# Start of Exercise data

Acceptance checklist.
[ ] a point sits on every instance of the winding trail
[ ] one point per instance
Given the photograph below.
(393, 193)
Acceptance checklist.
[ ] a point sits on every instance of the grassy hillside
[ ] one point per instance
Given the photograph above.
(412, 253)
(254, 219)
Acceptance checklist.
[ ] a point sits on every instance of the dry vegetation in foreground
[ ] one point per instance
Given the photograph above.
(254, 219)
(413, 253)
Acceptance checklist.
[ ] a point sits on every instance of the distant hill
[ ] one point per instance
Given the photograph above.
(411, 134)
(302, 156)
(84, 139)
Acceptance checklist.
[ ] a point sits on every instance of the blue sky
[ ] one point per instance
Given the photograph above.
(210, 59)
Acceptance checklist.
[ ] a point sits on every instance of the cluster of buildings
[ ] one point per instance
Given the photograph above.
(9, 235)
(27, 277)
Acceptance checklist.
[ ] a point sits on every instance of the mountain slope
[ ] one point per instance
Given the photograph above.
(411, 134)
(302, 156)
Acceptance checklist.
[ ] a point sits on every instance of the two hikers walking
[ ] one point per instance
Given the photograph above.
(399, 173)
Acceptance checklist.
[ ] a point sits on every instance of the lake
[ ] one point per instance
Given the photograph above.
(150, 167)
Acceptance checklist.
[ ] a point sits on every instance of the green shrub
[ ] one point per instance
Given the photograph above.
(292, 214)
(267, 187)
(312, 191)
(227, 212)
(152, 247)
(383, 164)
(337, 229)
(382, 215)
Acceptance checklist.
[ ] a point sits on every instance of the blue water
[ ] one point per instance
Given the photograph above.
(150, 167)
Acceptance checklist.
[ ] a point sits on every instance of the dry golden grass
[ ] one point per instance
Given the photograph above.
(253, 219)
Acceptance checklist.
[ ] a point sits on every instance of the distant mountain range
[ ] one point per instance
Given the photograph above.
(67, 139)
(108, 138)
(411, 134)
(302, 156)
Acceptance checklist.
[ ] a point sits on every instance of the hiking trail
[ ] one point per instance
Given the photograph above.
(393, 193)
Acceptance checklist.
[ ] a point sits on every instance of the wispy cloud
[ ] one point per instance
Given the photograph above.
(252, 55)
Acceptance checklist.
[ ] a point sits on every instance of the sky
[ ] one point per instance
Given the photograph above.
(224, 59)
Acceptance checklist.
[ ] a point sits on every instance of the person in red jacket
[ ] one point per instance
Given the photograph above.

# End of Exercise data

> **Your goal**
Extract each line of the items above that contains the string "distant", treating case as significant.

> **The response**
[ ] a point sits on every instance of the distant hill
[ ] a point sits on every instance of the distant mountain range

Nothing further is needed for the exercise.